## Passage provided
Signed Unsigned Size
i8 u8 8 bits
i16 u16 16 bits
i32 u32 32 bits
i64 u64 64 bits
i128 u128 128 bits
isize usize machine specific
  • usize has the same number of bits as the platform's pointer type
    • at least 16 bits wide
  • isize has the same number of bits as the platform's pointer type
    • at least 16 bits wide
    • maximum isize value is the theoretical upper bound on object and array size
  • range (2**x means 1 << x):
    • iN (N bits, signed):
      • minimum: -(2**(N-1))
      • maximum: 2**(N-1) - 1
    • uN (N bits, unsigned):
      • minimum: 0
      • maximum: 2**N - 1
  • for every integer type T
    • the bit validity of T is equivalent to the bit validity of [u8; size_of::<T>()]
  • an uninitialized byte is not a valid u8
  • every integer type implements Clone, Copy, Sized, Send, and Sync traits

See Integer types and Machine-dependent integer types for greater detail.

Floating Point Types

  • f32 and f64 with 32 bits and 64 bits in size, respectively
  • IEEE 754-2008
  • default is f64
  • for every floating point type T
    • the bit validity of T is equivalent to the bit validity of [u8; size_of::<T>()]
  • every floating point type implements Clone, Copy, Sized, Send, and Sync traits
  • see Floating-point types for greater detail

Compound Types

String Type

  • str
  • dynamically sized type
    • it can only be instantiated through a pointer type, such as &str
  • a value of type str has the same representation as [u8]
  • methods working on str ensure and assume that the data in there is valid UTF-8
    • calling a str method with a non-UTF-8 buffer can cause undefined behavior
  • &str is not indexable
  • a slice of &str outside of character boundaries make a Rust program to panic
    • a slice operation is performed over bytes, not characters
    • a character boundary is where the last byte of the character ends and the first byte of the next character begins (recall that characters are UTF-8 encoded)
  • implements Clone, Copy, Sized, Send, and Sync traits
  • see Textual types and Dynamically Sized Types for greater detail

Tuple Types

Grammar:

tuple_type:
    "(" ")"
    "(" (type ",")+ type? ")"

## Data
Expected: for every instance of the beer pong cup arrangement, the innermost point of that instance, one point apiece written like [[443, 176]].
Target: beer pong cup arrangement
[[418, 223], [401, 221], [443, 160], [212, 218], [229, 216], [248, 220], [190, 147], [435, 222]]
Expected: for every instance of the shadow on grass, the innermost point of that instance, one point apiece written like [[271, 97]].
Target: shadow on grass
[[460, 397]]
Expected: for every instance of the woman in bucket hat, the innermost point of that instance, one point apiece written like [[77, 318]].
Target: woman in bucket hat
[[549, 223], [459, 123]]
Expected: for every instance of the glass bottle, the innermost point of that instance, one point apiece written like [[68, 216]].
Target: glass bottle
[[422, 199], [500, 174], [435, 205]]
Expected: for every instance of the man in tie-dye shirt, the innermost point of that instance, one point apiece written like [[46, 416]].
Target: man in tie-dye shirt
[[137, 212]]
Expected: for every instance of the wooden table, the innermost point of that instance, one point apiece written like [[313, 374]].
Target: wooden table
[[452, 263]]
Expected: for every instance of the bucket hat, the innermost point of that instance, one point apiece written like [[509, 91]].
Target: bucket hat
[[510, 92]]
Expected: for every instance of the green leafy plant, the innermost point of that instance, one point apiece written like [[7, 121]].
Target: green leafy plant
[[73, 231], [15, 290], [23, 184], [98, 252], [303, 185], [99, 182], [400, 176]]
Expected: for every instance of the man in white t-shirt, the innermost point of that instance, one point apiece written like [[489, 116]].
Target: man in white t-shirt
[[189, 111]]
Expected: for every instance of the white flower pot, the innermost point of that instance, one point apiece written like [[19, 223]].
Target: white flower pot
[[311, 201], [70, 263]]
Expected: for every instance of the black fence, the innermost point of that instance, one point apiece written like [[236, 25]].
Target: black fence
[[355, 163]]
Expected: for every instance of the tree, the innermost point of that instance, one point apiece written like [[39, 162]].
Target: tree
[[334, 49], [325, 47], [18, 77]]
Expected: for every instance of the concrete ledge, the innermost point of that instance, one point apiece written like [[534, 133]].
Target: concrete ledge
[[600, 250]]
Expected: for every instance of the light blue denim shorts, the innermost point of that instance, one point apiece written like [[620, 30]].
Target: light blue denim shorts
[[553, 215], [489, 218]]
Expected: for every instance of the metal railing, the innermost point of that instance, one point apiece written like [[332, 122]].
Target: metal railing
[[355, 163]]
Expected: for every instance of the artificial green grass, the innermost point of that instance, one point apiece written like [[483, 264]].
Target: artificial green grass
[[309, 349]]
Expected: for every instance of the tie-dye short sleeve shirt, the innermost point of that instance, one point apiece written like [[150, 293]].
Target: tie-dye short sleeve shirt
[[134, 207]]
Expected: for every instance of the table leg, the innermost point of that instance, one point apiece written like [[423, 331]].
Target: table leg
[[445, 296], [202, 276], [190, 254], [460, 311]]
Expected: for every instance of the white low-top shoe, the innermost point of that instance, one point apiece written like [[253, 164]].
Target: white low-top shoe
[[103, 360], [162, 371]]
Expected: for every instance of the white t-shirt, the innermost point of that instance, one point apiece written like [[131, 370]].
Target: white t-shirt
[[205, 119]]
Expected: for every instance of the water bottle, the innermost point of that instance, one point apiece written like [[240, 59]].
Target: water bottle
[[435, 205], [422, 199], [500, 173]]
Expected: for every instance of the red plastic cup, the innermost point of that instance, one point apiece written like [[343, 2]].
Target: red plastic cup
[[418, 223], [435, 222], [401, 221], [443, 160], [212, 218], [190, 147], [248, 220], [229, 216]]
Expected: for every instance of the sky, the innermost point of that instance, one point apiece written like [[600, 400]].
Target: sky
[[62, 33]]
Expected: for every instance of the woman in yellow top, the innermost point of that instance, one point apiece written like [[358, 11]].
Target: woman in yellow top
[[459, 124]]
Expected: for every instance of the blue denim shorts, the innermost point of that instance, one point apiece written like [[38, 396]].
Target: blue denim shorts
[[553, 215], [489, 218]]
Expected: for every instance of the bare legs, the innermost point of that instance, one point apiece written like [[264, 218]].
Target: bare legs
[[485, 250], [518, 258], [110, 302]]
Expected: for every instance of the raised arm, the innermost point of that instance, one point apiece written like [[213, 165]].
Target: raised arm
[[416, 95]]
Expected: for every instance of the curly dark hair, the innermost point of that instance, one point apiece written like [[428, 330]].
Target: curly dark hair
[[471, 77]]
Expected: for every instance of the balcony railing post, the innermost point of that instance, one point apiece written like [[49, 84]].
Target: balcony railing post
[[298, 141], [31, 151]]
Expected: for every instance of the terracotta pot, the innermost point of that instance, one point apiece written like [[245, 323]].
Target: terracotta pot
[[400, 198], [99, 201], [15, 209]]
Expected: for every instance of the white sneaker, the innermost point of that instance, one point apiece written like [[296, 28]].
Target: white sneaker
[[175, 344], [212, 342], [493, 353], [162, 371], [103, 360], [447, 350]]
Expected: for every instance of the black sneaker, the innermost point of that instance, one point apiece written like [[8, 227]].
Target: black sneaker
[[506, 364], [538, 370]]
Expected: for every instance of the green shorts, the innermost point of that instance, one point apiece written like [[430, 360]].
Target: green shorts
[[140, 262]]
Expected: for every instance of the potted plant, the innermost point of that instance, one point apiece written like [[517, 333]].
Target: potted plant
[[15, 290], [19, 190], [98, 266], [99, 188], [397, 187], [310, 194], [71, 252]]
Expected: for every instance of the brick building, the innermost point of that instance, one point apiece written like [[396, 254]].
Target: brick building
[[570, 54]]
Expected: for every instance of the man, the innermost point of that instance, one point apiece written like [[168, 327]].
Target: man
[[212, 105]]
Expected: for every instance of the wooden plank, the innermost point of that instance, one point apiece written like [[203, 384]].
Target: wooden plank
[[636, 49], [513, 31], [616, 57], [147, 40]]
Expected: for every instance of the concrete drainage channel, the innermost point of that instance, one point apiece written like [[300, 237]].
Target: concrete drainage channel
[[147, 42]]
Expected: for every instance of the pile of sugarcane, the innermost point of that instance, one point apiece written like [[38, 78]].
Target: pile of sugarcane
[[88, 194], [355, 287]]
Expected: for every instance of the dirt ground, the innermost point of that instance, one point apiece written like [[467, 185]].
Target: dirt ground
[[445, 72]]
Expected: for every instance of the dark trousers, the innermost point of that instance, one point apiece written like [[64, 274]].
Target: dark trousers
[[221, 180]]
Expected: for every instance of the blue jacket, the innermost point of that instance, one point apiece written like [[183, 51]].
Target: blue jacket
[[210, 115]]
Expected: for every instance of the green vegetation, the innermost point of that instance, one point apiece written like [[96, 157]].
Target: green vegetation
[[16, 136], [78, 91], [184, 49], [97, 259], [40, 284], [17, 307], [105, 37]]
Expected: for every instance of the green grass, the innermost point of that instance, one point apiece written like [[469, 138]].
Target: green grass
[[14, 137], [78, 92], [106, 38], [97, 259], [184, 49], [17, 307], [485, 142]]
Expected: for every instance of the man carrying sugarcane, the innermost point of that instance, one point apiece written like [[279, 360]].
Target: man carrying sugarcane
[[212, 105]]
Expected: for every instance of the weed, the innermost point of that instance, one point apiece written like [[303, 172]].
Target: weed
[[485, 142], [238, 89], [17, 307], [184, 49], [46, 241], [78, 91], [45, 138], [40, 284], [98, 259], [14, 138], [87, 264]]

## Directive
Reproduce word for word the stretch of the Rust types reference from "String Type" through "are UTF-8 encoded)".

## Exercise solution
String Type

  • str
  • dynamically sized type
    • it can only be instantiated through a pointer type, such as &str
  • a value of type str has the same representation as [u8]
  • methods working on str ensure and assume that the data in there is valid UTF-8
    • calling a str method with a non-UTF-8 buffer can cause undefined behavior
  • &str is not indexable
  • a slice of &str outside of character boundaries make a Rust program to panic
    • a slice operation is performed over bytes, not characters
    • a character boundary is where the last byte of the character ends and the first byte of the next character begins (recall that characters are UTF-8 encoded)